● **Requests**
A. In the blog post about the Green Party entering government, what share of the party's representatives voted at the convention to go into government?
B. Condense the paragraph of the blog post about the Green Party entering government that begins "I came into politics shouting and roaring" into a shorter version that keeps its main facts.
C. Carry on the blog post about the Green Party entering government with Fianna Fáil, starting after its final sentence.

____ Source text

Tony Benn I see from the newswires on the BBC is back. Veteran left-winger Tony Benn is planning to stand for Parliament again. The 82-year-old, a Labour MP until 2001, wants to be the party's candidate for Kensington in west London. All is not lost.

I came into politics shouting and roaring. I campaigned to try and save Viking Dublin at Wood Quay, and a decade later I marched to City Hall with a megaphone to reverse the devastation and destruction of inner-city communities. It was Dublin Corporation’s crazy road-widening plans that were destroying our built heritage and our communities. It was a campaigning issue. Neither the Left nor the Right had a monopoly of wisdom in tackling these issues. While the forces of development were behind this obliteration of parts of our city, the local authority and its workers were acquiescing in the destruction. The lesson I took from those days is that we need to campaign.

Back in June the Green Party decided to go into government with Fianna Fáil. We decided to go into Government because we felt that the issues (such as Climate Change) could not wait for another five years.

We didn't get all we want because we didn't have the numbers. They have 78 seats; we have 6. That having been said there's a lot in the Programme that we can deliver on. Just last week John Gormley published his intention to rack up the Building Regulations for new construction by 40% from the middle of next year.

Our representatives voted overwhelmingly (87%) at a party convention to enter government, and we have two influential two cabinet seats--the environment and energy ministries - out of the 15 in total.

The Economist gave a good synopsis of our position:

“The new administration is expected to support a more radical policy on climate change, including the introduction of a carbon tax which the outgoing administration had abandoned following pressure from business leaders.

The government also agreed to carbon emissions reduction targets of 3% per year; to set up a commission on climate change; and to set more energy efficient standards for new buildings.

The Greens also demanded reform of local government, including a directly elected mayor of Dublin, and the establishment of an independent electoral reform commission to investigate party financing, which was agreed.”

I have no doubt that we will also make progress in other areas such as proper planning, an issue close to my heart.

Some people want the Greens to be the moral guardians of Fianna Fáil. If we were to do that we would need to threaten to leave Government every second day. No-one will take us seriously if we were to do this, and besides it would distract us from implementing our Programme.

After 25 years in the Party I didn't make the decision to join Government lightly. I don't think anyone of us did. On balance I do believe that Ireland will be a better place with the Greens in Government than not.

I received a fair amount of attention over a blog posting where I described a deal between Fianna Fail and the Greens as a deal with the Devil or a Faustian pact. Well I found out recently that in Goethe’s version of the Faust story, Faust gets the girl, cheats the devil in the end, and lands up in heaven. There’s hope for us yet!

________
____ Recorded data

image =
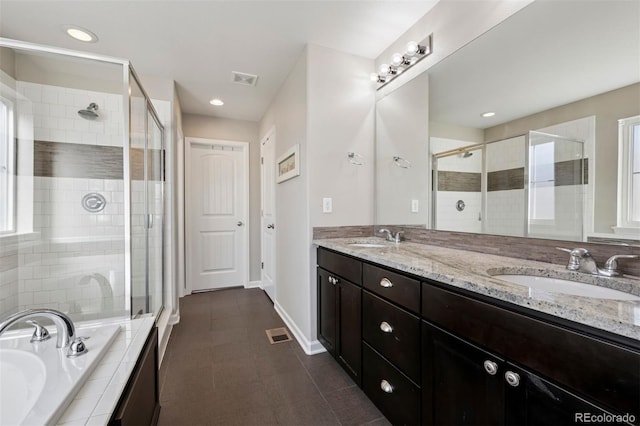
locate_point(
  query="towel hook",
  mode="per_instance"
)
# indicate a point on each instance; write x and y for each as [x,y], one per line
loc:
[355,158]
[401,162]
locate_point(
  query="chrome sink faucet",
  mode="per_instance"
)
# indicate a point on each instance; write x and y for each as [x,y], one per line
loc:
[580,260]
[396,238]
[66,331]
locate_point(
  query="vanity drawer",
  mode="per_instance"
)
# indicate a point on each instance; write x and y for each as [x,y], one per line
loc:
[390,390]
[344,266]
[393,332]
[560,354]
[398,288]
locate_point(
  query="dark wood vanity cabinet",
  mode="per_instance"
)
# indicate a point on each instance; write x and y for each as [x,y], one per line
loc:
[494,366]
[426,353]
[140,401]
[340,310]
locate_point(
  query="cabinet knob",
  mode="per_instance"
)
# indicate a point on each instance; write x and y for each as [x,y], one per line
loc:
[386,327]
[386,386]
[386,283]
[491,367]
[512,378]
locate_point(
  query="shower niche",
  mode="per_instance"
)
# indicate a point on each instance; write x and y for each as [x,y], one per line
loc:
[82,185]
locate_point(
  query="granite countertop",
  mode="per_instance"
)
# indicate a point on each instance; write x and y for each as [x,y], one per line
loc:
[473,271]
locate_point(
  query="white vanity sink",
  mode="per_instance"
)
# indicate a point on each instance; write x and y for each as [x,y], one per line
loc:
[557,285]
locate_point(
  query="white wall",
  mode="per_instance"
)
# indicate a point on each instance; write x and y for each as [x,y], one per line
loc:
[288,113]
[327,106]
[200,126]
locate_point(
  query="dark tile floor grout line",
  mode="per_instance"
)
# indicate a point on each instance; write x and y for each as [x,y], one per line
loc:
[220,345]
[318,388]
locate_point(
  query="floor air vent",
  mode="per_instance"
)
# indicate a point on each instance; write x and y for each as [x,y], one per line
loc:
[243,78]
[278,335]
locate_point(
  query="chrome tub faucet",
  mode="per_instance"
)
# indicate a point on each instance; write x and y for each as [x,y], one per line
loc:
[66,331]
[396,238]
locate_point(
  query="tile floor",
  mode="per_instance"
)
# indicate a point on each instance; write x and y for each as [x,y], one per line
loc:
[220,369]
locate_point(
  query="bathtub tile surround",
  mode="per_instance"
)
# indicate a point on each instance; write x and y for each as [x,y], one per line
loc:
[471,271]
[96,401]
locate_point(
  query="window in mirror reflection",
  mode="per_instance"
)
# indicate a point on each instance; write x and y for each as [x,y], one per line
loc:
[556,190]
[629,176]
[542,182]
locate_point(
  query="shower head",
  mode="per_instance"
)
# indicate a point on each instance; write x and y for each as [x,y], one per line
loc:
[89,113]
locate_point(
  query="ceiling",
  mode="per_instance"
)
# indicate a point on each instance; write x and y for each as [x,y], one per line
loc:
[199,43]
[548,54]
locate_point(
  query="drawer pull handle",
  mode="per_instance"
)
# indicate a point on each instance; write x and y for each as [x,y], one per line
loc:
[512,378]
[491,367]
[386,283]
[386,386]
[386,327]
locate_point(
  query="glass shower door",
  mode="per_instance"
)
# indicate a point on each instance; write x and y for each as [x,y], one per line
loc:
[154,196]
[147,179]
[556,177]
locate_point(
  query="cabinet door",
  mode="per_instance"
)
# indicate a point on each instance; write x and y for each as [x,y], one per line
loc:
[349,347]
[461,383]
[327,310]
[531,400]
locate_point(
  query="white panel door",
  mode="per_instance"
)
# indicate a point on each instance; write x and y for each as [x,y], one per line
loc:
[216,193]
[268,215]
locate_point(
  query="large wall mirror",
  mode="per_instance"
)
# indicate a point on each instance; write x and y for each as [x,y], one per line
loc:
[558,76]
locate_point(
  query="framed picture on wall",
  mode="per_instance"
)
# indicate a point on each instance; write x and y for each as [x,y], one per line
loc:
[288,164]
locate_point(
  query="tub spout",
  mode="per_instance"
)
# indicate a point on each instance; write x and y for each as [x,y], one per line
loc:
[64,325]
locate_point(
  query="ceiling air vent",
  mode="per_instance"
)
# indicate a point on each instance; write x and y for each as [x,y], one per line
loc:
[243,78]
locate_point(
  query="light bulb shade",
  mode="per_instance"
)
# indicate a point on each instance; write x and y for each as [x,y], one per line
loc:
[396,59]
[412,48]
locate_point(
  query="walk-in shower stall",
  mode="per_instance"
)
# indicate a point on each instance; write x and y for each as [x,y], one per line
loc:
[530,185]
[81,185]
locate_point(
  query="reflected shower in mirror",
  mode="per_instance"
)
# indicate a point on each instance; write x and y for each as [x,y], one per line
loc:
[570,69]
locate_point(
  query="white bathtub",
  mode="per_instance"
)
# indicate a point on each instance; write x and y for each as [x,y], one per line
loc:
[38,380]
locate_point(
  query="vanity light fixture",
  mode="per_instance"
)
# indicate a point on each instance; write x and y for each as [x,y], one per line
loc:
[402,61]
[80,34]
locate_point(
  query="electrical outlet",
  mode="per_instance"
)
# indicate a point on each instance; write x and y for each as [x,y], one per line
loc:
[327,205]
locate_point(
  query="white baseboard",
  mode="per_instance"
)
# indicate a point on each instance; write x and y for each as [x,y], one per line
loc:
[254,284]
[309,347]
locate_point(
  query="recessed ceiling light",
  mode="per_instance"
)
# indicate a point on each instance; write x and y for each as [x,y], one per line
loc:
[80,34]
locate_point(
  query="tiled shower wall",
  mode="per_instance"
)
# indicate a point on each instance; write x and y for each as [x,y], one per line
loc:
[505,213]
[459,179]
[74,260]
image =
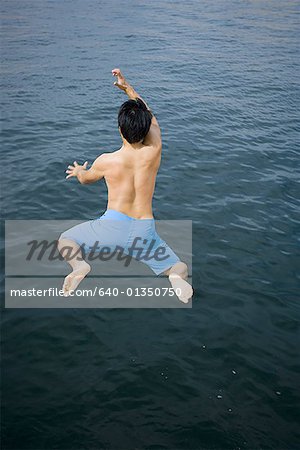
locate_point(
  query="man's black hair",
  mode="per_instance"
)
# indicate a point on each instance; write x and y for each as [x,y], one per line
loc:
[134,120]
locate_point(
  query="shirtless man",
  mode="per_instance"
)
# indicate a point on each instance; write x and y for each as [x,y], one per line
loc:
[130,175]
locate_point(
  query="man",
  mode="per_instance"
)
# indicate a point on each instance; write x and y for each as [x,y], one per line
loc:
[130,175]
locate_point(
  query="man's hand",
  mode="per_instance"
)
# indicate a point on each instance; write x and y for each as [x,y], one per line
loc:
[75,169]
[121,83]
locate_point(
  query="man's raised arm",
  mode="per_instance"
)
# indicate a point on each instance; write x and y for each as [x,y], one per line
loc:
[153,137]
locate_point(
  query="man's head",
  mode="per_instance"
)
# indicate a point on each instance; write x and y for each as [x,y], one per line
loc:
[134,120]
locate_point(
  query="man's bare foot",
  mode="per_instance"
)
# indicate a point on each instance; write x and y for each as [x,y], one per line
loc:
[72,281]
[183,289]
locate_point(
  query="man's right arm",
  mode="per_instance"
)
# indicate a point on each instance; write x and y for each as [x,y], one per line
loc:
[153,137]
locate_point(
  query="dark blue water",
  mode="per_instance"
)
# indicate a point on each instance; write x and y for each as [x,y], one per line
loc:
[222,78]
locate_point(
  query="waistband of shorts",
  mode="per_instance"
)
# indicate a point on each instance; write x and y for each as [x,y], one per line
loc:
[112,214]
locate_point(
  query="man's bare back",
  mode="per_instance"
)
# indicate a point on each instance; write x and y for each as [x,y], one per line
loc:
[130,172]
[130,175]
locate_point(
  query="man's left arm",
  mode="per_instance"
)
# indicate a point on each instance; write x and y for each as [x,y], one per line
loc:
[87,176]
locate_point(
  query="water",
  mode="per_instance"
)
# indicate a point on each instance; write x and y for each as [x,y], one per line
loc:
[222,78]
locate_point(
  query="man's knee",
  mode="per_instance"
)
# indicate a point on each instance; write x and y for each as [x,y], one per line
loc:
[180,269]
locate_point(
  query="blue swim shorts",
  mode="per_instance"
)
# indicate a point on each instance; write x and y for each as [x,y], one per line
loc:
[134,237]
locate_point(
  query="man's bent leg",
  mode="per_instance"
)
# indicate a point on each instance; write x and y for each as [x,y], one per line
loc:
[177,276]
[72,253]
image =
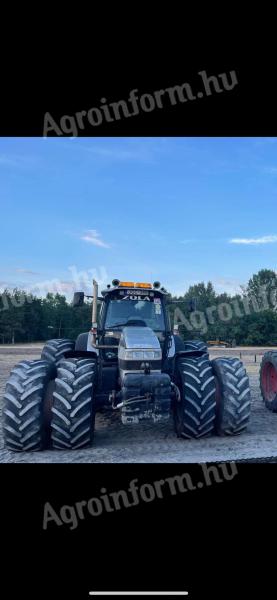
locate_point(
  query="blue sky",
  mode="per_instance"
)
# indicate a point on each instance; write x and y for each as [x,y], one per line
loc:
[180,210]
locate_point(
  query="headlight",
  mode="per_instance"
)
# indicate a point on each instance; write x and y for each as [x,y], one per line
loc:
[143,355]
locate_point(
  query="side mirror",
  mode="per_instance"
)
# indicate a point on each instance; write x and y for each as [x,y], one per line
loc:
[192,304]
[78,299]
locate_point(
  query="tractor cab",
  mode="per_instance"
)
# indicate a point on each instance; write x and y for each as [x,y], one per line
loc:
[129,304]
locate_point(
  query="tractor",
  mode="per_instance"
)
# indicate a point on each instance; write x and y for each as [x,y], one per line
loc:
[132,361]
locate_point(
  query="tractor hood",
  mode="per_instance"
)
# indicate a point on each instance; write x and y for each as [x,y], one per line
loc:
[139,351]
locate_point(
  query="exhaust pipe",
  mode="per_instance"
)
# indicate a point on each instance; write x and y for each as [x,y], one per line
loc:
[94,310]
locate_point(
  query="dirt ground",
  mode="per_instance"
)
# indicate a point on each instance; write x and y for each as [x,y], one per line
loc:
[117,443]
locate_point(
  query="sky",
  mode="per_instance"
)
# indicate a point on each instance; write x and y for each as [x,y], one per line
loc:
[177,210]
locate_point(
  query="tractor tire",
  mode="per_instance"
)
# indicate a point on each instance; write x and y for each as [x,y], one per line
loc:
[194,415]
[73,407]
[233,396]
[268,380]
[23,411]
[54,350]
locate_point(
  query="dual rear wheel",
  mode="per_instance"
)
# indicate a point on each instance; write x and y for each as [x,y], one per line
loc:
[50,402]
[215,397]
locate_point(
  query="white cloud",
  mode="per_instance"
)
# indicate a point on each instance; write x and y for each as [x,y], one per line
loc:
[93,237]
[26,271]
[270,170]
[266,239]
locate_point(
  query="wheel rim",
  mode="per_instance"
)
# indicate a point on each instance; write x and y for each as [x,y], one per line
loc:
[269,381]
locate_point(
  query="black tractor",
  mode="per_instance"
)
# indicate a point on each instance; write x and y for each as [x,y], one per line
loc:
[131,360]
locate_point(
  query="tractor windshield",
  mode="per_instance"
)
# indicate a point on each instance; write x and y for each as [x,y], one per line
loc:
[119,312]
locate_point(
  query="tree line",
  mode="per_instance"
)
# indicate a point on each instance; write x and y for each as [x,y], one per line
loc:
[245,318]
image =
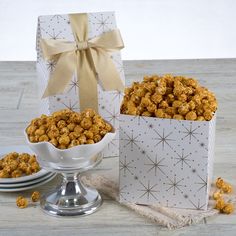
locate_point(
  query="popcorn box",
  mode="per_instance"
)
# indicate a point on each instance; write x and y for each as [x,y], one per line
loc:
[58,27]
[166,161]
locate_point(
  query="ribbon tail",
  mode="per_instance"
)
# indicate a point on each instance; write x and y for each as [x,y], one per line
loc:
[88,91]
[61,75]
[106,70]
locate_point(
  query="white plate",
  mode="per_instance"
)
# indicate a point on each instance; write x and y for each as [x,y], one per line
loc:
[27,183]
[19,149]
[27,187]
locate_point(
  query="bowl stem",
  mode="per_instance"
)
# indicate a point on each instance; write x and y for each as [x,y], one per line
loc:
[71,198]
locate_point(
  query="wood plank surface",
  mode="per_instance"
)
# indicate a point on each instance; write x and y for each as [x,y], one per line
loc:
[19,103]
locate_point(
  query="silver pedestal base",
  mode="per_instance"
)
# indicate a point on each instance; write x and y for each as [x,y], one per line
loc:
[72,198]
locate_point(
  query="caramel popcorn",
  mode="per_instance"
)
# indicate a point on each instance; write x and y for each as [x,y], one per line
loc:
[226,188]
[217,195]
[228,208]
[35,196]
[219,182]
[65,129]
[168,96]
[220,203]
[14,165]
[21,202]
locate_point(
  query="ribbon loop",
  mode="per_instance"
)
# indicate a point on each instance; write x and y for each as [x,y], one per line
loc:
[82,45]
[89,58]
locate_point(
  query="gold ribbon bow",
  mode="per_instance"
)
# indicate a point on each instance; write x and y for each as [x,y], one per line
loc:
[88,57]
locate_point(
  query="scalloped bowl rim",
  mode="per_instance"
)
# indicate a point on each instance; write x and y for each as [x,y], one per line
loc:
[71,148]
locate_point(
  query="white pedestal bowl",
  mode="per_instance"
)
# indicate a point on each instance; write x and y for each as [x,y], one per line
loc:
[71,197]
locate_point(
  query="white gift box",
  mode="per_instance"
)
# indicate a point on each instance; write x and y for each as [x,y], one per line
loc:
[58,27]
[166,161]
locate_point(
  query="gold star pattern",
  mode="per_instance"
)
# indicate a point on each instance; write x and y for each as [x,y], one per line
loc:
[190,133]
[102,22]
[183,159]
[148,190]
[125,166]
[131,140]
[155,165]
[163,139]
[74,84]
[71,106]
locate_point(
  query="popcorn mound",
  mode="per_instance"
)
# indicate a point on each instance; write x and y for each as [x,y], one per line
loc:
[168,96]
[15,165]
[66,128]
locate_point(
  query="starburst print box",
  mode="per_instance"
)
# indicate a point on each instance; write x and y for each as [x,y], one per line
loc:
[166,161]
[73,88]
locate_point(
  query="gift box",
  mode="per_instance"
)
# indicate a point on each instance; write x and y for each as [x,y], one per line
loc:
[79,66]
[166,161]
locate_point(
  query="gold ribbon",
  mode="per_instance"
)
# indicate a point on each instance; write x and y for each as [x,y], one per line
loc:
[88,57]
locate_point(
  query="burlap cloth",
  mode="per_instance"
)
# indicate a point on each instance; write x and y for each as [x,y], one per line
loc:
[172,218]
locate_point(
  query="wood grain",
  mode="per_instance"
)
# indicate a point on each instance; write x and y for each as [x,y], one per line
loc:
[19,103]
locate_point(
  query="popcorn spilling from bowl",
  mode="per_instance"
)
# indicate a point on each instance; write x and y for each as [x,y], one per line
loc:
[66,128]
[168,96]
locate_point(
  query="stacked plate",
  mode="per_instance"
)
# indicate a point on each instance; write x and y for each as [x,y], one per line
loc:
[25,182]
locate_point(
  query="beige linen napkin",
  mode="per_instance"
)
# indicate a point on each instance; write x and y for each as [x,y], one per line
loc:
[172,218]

________

● **Task-by-task results**
A. 87%

B. The writer entered politics as a campaigner, first trying to save Viking Dublin at Wood Quay and, a decade later, marching to City Hall with a megaphone against Dublin Corporation's road-widening plans, which were destroying the city's built heritage and inner-city communities. Neither Left nor Right had a monopoly of wisdom on these issues. Developers drove the destruction while the local authority and its workers acquiesced. The lesson the writer took was that campaigning is needed.

C.
On a more serious note, The Left is in trouble. It has become a vehicle for vested interests, and it has been lost its voice by the rush to the centre by former left-wing parties all over Europe. The Left is in trouble because people have become distrustful of Government. Many believe that they are the best judges of what to do with their money, and they are not willing to give money to central government to do the same.

The Left is in trouble because it has become a receptacle for vested interests. I note from front-page article in the Irish Times today entitled ‘New Plan tabled to deal with problem teachers’ that: ‘For years, the Association of Secondary Teachers in Ireland would only allow members to be inspected if the teacher agreed. Those of us with children, and indeed those without know that there are under-performing teachers out there. I don’t believe that the ASTI’s behaviour is appropriate. It seems typical of vested interests.

In Dún Laoghaire green bins were introduced for householders. After a year the amount of grey bins being presented had halved. I asked the question had the staff been re-assigned. They hadn’t. Negotiations with the Unions had stalled. In my ten years as a Dublin City Councillor the Direct labour crews in the Housing Department virtually ceased to exist. Part of this decline was poor management, but I have no doubt that archaic work practices contributed to their demise. Work practices in the private sector and the State sector have dramatically diverged in recent years. Unless The Left realises that its job is not about protecting vested interests, but about assisting the excluded and the disadvantaged in society, The Left will continue to decline.

The Left is in trouble because it wants power too badly, and in doing so it has lost its voice. Pat Rabbitte linked up with Enda Kenny. Tony Blair became a Cheshire cat caricature for the UK Labour party in order to appease voters. In the end there was nothing left but his smile, and that too disappeared in the end.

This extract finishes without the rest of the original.